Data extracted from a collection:
====

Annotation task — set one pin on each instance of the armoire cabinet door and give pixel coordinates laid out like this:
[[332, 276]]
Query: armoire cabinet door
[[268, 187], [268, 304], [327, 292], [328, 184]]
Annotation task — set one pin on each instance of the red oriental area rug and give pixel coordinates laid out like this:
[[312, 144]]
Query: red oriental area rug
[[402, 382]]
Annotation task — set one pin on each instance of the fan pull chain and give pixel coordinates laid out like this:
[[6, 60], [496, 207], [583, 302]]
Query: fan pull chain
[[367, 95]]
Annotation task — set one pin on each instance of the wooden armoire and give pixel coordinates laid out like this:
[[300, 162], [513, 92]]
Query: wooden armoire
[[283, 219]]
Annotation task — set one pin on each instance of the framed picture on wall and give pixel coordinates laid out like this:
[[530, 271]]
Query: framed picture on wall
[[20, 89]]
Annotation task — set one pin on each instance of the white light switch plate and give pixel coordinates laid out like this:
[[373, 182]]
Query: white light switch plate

====

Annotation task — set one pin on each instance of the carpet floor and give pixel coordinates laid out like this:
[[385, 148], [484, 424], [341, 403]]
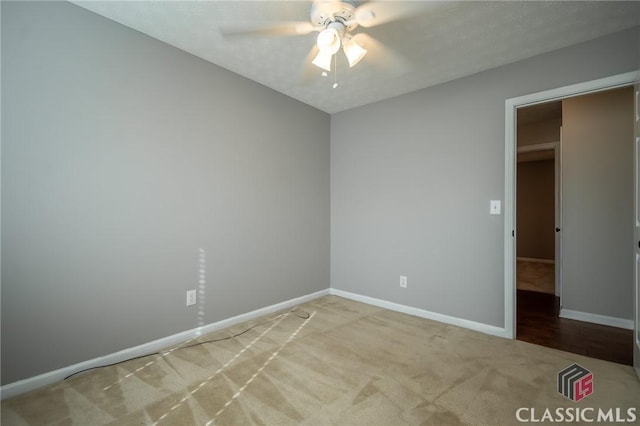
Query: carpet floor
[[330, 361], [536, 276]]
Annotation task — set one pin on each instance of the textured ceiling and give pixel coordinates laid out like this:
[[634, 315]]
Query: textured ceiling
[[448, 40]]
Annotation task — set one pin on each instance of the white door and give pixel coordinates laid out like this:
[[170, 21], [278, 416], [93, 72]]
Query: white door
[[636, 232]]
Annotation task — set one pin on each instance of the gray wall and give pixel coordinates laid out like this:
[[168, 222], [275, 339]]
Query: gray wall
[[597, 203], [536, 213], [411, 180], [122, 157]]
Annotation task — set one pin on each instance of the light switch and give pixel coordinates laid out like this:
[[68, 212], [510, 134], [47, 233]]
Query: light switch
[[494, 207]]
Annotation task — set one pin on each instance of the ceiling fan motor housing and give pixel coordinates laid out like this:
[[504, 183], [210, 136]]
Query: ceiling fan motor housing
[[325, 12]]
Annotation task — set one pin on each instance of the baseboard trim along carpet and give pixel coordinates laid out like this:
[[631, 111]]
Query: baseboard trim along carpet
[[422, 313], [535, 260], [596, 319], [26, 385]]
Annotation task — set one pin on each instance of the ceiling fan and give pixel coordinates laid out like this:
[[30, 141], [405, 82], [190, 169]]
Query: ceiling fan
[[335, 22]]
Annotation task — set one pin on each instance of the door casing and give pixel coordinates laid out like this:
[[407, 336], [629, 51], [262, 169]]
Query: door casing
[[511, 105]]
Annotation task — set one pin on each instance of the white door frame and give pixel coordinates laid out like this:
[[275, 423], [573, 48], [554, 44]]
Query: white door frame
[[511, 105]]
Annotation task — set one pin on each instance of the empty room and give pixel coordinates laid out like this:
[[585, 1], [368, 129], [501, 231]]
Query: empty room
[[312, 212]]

====

What needs to be done:
Restate word for word the entries above, starting at the line with "Query: red oriental area rug" and ending at the line with "[[300, 162], [513, 92]]", inclusive, and no others.

Exercise response:
Query: red oriental area rug
[[402, 382]]
Annotation task — set one pin on each instance of the fan pull chain and give pixel coordinates laid out like this:
[[6, 60], [496, 207], [583, 302]]
Query: fan pull chain
[[367, 95]]
Annotation task — set one pin on each instance of the wooden armoire and give pixel coordinates laid out like this:
[[300, 162], [513, 92]]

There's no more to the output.